GIVEN RECORDS:

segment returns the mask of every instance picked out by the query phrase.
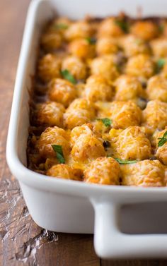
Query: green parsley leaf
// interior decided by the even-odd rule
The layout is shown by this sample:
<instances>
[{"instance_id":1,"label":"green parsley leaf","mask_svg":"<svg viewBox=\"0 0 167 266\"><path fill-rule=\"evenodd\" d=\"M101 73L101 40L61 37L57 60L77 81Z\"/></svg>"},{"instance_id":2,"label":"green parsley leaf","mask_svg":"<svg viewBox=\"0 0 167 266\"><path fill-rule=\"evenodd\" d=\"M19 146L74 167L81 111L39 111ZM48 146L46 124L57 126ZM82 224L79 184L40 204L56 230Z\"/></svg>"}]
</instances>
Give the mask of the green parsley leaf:
<instances>
[{"instance_id":1,"label":"green parsley leaf","mask_svg":"<svg viewBox=\"0 0 167 266\"><path fill-rule=\"evenodd\" d=\"M122 159L119 158L114 158L119 164L135 164L137 162L136 160L129 160L129 159Z\"/></svg>"},{"instance_id":2,"label":"green parsley leaf","mask_svg":"<svg viewBox=\"0 0 167 266\"><path fill-rule=\"evenodd\" d=\"M159 30L160 33L163 33L163 32L164 30L164 25L159 24Z\"/></svg>"},{"instance_id":3,"label":"green parsley leaf","mask_svg":"<svg viewBox=\"0 0 167 266\"><path fill-rule=\"evenodd\" d=\"M55 144L52 145L52 147L59 163L65 164L65 159L63 155L62 147L61 145L57 145Z\"/></svg>"},{"instance_id":4,"label":"green parsley leaf","mask_svg":"<svg viewBox=\"0 0 167 266\"><path fill-rule=\"evenodd\" d=\"M63 23L54 24L53 27L57 30L67 30L69 28L68 25Z\"/></svg>"},{"instance_id":5,"label":"green parsley leaf","mask_svg":"<svg viewBox=\"0 0 167 266\"><path fill-rule=\"evenodd\" d=\"M62 71L61 74L62 75L63 78L65 78L65 80L70 81L73 84L76 83L76 79L69 73L69 71L67 69L64 69L64 70Z\"/></svg>"},{"instance_id":6,"label":"green parsley leaf","mask_svg":"<svg viewBox=\"0 0 167 266\"><path fill-rule=\"evenodd\" d=\"M161 71L161 70L162 69L165 64L166 64L165 59L159 59L156 62L156 73L159 73L159 71Z\"/></svg>"},{"instance_id":7,"label":"green parsley leaf","mask_svg":"<svg viewBox=\"0 0 167 266\"><path fill-rule=\"evenodd\" d=\"M158 147L161 147L167 142L167 131L166 131L162 138L159 138L158 140L160 140L158 143Z\"/></svg>"},{"instance_id":8,"label":"green parsley leaf","mask_svg":"<svg viewBox=\"0 0 167 266\"><path fill-rule=\"evenodd\" d=\"M96 39L93 37L87 37L86 40L90 44L95 44L96 42Z\"/></svg>"},{"instance_id":9,"label":"green parsley leaf","mask_svg":"<svg viewBox=\"0 0 167 266\"><path fill-rule=\"evenodd\" d=\"M112 121L110 119L108 119L108 118L98 119L98 120L101 121L106 127L110 126L110 125L112 123Z\"/></svg>"},{"instance_id":10,"label":"green parsley leaf","mask_svg":"<svg viewBox=\"0 0 167 266\"><path fill-rule=\"evenodd\" d=\"M122 30L124 31L124 32L125 32L125 33L129 32L129 23L127 23L127 21L115 20L115 24L117 24L121 28L121 30Z\"/></svg>"}]
</instances>

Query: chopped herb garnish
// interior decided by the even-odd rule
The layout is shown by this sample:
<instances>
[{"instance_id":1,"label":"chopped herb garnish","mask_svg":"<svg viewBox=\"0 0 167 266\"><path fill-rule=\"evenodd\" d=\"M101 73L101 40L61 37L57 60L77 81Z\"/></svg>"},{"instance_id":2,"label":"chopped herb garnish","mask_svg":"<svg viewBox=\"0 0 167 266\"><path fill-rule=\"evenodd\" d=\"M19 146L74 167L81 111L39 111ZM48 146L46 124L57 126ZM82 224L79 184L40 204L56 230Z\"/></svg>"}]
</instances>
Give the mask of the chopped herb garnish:
<instances>
[{"instance_id":1,"label":"chopped herb garnish","mask_svg":"<svg viewBox=\"0 0 167 266\"><path fill-rule=\"evenodd\" d=\"M90 44L95 44L96 42L96 39L93 37L87 37L86 40Z\"/></svg>"},{"instance_id":2,"label":"chopped herb garnish","mask_svg":"<svg viewBox=\"0 0 167 266\"><path fill-rule=\"evenodd\" d=\"M156 66L156 73L159 73L162 69L163 66L166 64L166 60L163 59L161 59L157 61Z\"/></svg>"},{"instance_id":3,"label":"chopped herb garnish","mask_svg":"<svg viewBox=\"0 0 167 266\"><path fill-rule=\"evenodd\" d=\"M69 71L67 69L64 69L64 70L62 71L61 74L62 75L64 78L70 81L71 83L73 83L73 84L76 83L76 79L71 74L71 73L69 73Z\"/></svg>"},{"instance_id":4,"label":"chopped herb garnish","mask_svg":"<svg viewBox=\"0 0 167 266\"><path fill-rule=\"evenodd\" d=\"M54 24L53 27L57 30L67 30L69 28L68 25L63 23Z\"/></svg>"},{"instance_id":5,"label":"chopped herb garnish","mask_svg":"<svg viewBox=\"0 0 167 266\"><path fill-rule=\"evenodd\" d=\"M119 158L114 158L119 164L135 164L137 162L136 160L129 160L129 159L122 159Z\"/></svg>"},{"instance_id":6,"label":"chopped herb garnish","mask_svg":"<svg viewBox=\"0 0 167 266\"><path fill-rule=\"evenodd\" d=\"M124 32L127 33L129 32L129 23L127 23L127 21L125 20L115 20L115 24L117 24L121 30L124 31Z\"/></svg>"},{"instance_id":7,"label":"chopped herb garnish","mask_svg":"<svg viewBox=\"0 0 167 266\"><path fill-rule=\"evenodd\" d=\"M63 155L62 147L61 145L57 145L55 144L52 145L52 147L59 163L65 164L65 159Z\"/></svg>"},{"instance_id":8,"label":"chopped herb garnish","mask_svg":"<svg viewBox=\"0 0 167 266\"><path fill-rule=\"evenodd\" d=\"M158 147L161 147L167 142L167 131L166 131L162 138L158 138L160 140L158 143Z\"/></svg>"},{"instance_id":9,"label":"chopped herb garnish","mask_svg":"<svg viewBox=\"0 0 167 266\"><path fill-rule=\"evenodd\" d=\"M103 124L105 126L110 126L111 123L112 123L112 121L108 118L105 118L105 119L98 119L98 121L101 121Z\"/></svg>"}]
</instances>

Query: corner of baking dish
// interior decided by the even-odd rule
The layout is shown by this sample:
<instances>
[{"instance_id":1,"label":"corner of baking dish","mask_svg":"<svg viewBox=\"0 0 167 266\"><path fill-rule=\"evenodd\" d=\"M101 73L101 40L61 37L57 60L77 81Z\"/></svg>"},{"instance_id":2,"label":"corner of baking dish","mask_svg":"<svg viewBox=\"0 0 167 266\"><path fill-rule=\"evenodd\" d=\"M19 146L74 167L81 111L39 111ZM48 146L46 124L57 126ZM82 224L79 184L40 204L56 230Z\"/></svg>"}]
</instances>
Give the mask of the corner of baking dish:
<instances>
[{"instance_id":1,"label":"corner of baking dish","mask_svg":"<svg viewBox=\"0 0 167 266\"><path fill-rule=\"evenodd\" d=\"M74 1L76 2L76 1L74 0ZM129 0L127 0L127 1L129 1ZM147 188L144 189L128 186L87 184L79 181L53 179L29 170L25 167L25 163L21 162L18 155L18 146L21 146L23 144L23 134L27 134L25 131L28 131L26 129L28 127L22 126L20 128L19 125L20 120L24 120L24 114L25 114L25 115L28 115L26 107L23 107L22 102L23 92L25 93L23 90L25 90L24 83L27 75L26 68L28 59L31 56L30 50L33 41L35 24L38 24L36 22L38 12L40 13L39 9L41 8L41 4L42 4L45 6L42 6L43 12L45 9L45 13L48 12L51 14L51 1L47 0L33 0L30 4L28 13L18 61L6 145L6 159L12 174L20 181L30 186L42 190L49 190L50 191L54 191L56 188L57 191L59 192L71 193L73 195L86 195L87 194L89 196L91 195L98 195L99 191L105 191L106 195L111 196L117 193L124 193L127 195L130 193L136 197L138 194L141 195L141 193L142 195L147 194L150 195L154 193L156 198L158 198L158 195L164 195L164 193L166 193L166 188ZM57 1L54 2L57 2ZM71 1L69 2L71 4ZM95 3L94 0L91 1L91 2ZM108 4L109 1L106 1L106 2ZM119 3L120 4L120 1ZM28 92L27 94L28 96ZM24 150L25 162L26 161L25 157L26 155ZM161 193L159 193L160 192Z\"/></svg>"}]
</instances>

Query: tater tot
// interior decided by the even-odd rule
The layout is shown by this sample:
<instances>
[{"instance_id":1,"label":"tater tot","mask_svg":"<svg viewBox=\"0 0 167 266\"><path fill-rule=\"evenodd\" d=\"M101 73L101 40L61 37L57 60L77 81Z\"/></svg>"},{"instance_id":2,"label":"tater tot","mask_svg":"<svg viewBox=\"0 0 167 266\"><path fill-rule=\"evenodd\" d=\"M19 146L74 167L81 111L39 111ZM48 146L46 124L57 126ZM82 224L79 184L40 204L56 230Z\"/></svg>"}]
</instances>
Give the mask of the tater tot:
<instances>
[{"instance_id":1,"label":"tater tot","mask_svg":"<svg viewBox=\"0 0 167 266\"><path fill-rule=\"evenodd\" d=\"M124 34L115 18L107 18L100 24L98 31L98 37L119 37Z\"/></svg>"},{"instance_id":2,"label":"tater tot","mask_svg":"<svg viewBox=\"0 0 167 266\"><path fill-rule=\"evenodd\" d=\"M148 80L146 93L149 99L159 99L167 102L167 80L160 75Z\"/></svg>"},{"instance_id":3,"label":"tater tot","mask_svg":"<svg viewBox=\"0 0 167 266\"><path fill-rule=\"evenodd\" d=\"M131 27L131 32L146 41L151 40L159 35L159 28L152 21L137 21Z\"/></svg>"},{"instance_id":4,"label":"tater tot","mask_svg":"<svg viewBox=\"0 0 167 266\"><path fill-rule=\"evenodd\" d=\"M143 125L154 131L167 126L167 103L158 100L150 101L143 111Z\"/></svg>"},{"instance_id":5,"label":"tater tot","mask_svg":"<svg viewBox=\"0 0 167 266\"><path fill-rule=\"evenodd\" d=\"M167 132L167 128L162 131L159 132L156 136L156 157L159 159L163 164L167 165L167 142L162 143L161 146L159 147L159 143L161 141L161 138ZM166 137L165 137L166 138Z\"/></svg>"},{"instance_id":6,"label":"tater tot","mask_svg":"<svg viewBox=\"0 0 167 266\"><path fill-rule=\"evenodd\" d=\"M64 106L54 102L48 102L36 105L35 116L38 125L63 126Z\"/></svg>"},{"instance_id":7,"label":"tater tot","mask_svg":"<svg viewBox=\"0 0 167 266\"><path fill-rule=\"evenodd\" d=\"M101 185L119 185L120 176L118 162L111 157L100 157L84 171L84 181Z\"/></svg>"},{"instance_id":8,"label":"tater tot","mask_svg":"<svg viewBox=\"0 0 167 266\"><path fill-rule=\"evenodd\" d=\"M95 107L93 103L85 99L76 99L69 105L64 114L64 123L67 128L71 129L90 122L95 116Z\"/></svg>"},{"instance_id":9,"label":"tater tot","mask_svg":"<svg viewBox=\"0 0 167 266\"><path fill-rule=\"evenodd\" d=\"M64 129L57 126L47 128L37 140L35 147L40 157L47 159L56 156L52 147L52 145L62 146L64 157L69 153L68 135Z\"/></svg>"},{"instance_id":10,"label":"tater tot","mask_svg":"<svg viewBox=\"0 0 167 266\"><path fill-rule=\"evenodd\" d=\"M95 58L91 64L91 71L93 75L101 75L109 81L115 80L119 75L113 56L110 55Z\"/></svg>"},{"instance_id":11,"label":"tater tot","mask_svg":"<svg viewBox=\"0 0 167 266\"><path fill-rule=\"evenodd\" d=\"M115 54L119 51L117 42L113 37L103 37L98 40L96 52L99 56Z\"/></svg>"},{"instance_id":12,"label":"tater tot","mask_svg":"<svg viewBox=\"0 0 167 266\"><path fill-rule=\"evenodd\" d=\"M79 128L77 128L77 131L79 131ZM90 133L88 131L87 132L84 131L84 133L81 133L75 138L74 138L74 132L73 133L71 132L71 134L73 136L73 147L71 155L74 160L88 162L92 159L105 155L103 141L92 131Z\"/></svg>"},{"instance_id":13,"label":"tater tot","mask_svg":"<svg viewBox=\"0 0 167 266\"><path fill-rule=\"evenodd\" d=\"M47 54L38 62L38 74L42 81L47 82L60 77L60 68L61 60L54 54Z\"/></svg>"},{"instance_id":14,"label":"tater tot","mask_svg":"<svg viewBox=\"0 0 167 266\"><path fill-rule=\"evenodd\" d=\"M122 46L127 57L139 54L149 54L151 53L149 44L142 39L132 35L128 35L124 37Z\"/></svg>"},{"instance_id":15,"label":"tater tot","mask_svg":"<svg viewBox=\"0 0 167 266\"><path fill-rule=\"evenodd\" d=\"M73 169L67 164L57 164L52 166L47 171L47 175L61 179L81 181L81 171Z\"/></svg>"},{"instance_id":16,"label":"tater tot","mask_svg":"<svg viewBox=\"0 0 167 266\"><path fill-rule=\"evenodd\" d=\"M163 186L165 169L158 160L140 161L121 166L122 185L144 187Z\"/></svg>"},{"instance_id":17,"label":"tater tot","mask_svg":"<svg viewBox=\"0 0 167 266\"><path fill-rule=\"evenodd\" d=\"M127 75L137 77L140 80L147 80L154 75L155 65L148 55L138 54L130 57L127 63L125 72Z\"/></svg>"},{"instance_id":18,"label":"tater tot","mask_svg":"<svg viewBox=\"0 0 167 266\"><path fill-rule=\"evenodd\" d=\"M151 42L151 47L154 55L157 57L167 57L167 40L158 38Z\"/></svg>"},{"instance_id":19,"label":"tater tot","mask_svg":"<svg viewBox=\"0 0 167 266\"><path fill-rule=\"evenodd\" d=\"M151 146L149 139L139 126L129 126L118 135L114 145L115 157L122 159L149 159Z\"/></svg>"},{"instance_id":20,"label":"tater tot","mask_svg":"<svg viewBox=\"0 0 167 266\"><path fill-rule=\"evenodd\" d=\"M100 75L93 75L86 80L83 95L90 102L110 101L114 89L105 78Z\"/></svg>"},{"instance_id":21,"label":"tater tot","mask_svg":"<svg viewBox=\"0 0 167 266\"><path fill-rule=\"evenodd\" d=\"M76 39L71 42L68 50L70 54L82 59L95 56L95 45L90 44L86 39Z\"/></svg>"},{"instance_id":22,"label":"tater tot","mask_svg":"<svg viewBox=\"0 0 167 266\"><path fill-rule=\"evenodd\" d=\"M66 57L62 61L62 70L67 69L76 80L85 80L88 76L88 67L75 56Z\"/></svg>"},{"instance_id":23,"label":"tater tot","mask_svg":"<svg viewBox=\"0 0 167 266\"><path fill-rule=\"evenodd\" d=\"M111 103L111 119L115 128L126 128L130 126L139 126L142 120L142 111L132 102Z\"/></svg>"},{"instance_id":24,"label":"tater tot","mask_svg":"<svg viewBox=\"0 0 167 266\"><path fill-rule=\"evenodd\" d=\"M52 101L58 102L67 107L76 97L76 90L69 81L55 78L49 84L48 97Z\"/></svg>"},{"instance_id":25,"label":"tater tot","mask_svg":"<svg viewBox=\"0 0 167 266\"><path fill-rule=\"evenodd\" d=\"M122 75L115 80L115 100L128 101L137 100L139 97L144 98L145 92L140 82L136 77Z\"/></svg>"}]
</instances>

WHAT THE EXERCISE ASKS: Gather every line of the material above that contains the word "herb", and copy each of those lines in full.

RESULT:
Query: chopped herb garnish
[{"instance_id":1,"label":"chopped herb garnish","mask_svg":"<svg viewBox=\"0 0 167 266\"><path fill-rule=\"evenodd\" d=\"M101 73L101 40L61 37L57 60L77 81Z\"/></svg>"},{"instance_id":2,"label":"chopped herb garnish","mask_svg":"<svg viewBox=\"0 0 167 266\"><path fill-rule=\"evenodd\" d=\"M19 146L74 167L81 111L39 111ZM48 146L46 124L57 126ZM82 224L79 184L40 204L56 230Z\"/></svg>"}]
Give the mask of the chopped herb garnish:
[{"instance_id":1,"label":"chopped herb garnish","mask_svg":"<svg viewBox=\"0 0 167 266\"><path fill-rule=\"evenodd\" d=\"M90 44L95 44L96 42L96 39L93 37L87 37L86 40Z\"/></svg>"},{"instance_id":2,"label":"chopped herb garnish","mask_svg":"<svg viewBox=\"0 0 167 266\"><path fill-rule=\"evenodd\" d=\"M156 66L156 73L159 73L162 69L163 66L166 64L166 60L163 59L161 59L157 61Z\"/></svg>"},{"instance_id":3,"label":"chopped herb garnish","mask_svg":"<svg viewBox=\"0 0 167 266\"><path fill-rule=\"evenodd\" d=\"M69 71L67 69L64 69L64 70L62 71L61 74L62 75L64 78L70 81L71 83L73 83L73 84L76 83L76 79L71 74L71 73L69 73Z\"/></svg>"},{"instance_id":4,"label":"chopped herb garnish","mask_svg":"<svg viewBox=\"0 0 167 266\"><path fill-rule=\"evenodd\" d=\"M54 24L53 27L57 30L67 30L69 28L68 25L63 23Z\"/></svg>"},{"instance_id":5,"label":"chopped herb garnish","mask_svg":"<svg viewBox=\"0 0 167 266\"><path fill-rule=\"evenodd\" d=\"M119 158L114 158L119 164L135 164L137 162L136 160L129 160L129 159L122 159Z\"/></svg>"},{"instance_id":6,"label":"chopped herb garnish","mask_svg":"<svg viewBox=\"0 0 167 266\"><path fill-rule=\"evenodd\" d=\"M124 32L127 33L129 32L129 23L127 23L127 21L125 20L115 20L115 24L117 24L121 30L124 31Z\"/></svg>"},{"instance_id":7,"label":"chopped herb garnish","mask_svg":"<svg viewBox=\"0 0 167 266\"><path fill-rule=\"evenodd\" d=\"M63 155L62 147L61 145L57 145L55 144L52 145L52 147L59 163L65 164L65 159Z\"/></svg>"},{"instance_id":8,"label":"chopped herb garnish","mask_svg":"<svg viewBox=\"0 0 167 266\"><path fill-rule=\"evenodd\" d=\"M158 147L161 147L167 142L167 131L166 131L162 138L158 138L160 140L158 143Z\"/></svg>"},{"instance_id":9,"label":"chopped herb garnish","mask_svg":"<svg viewBox=\"0 0 167 266\"><path fill-rule=\"evenodd\" d=\"M103 124L105 126L110 126L111 123L112 123L112 121L108 118L105 118L105 119L98 119L98 121L101 121Z\"/></svg>"}]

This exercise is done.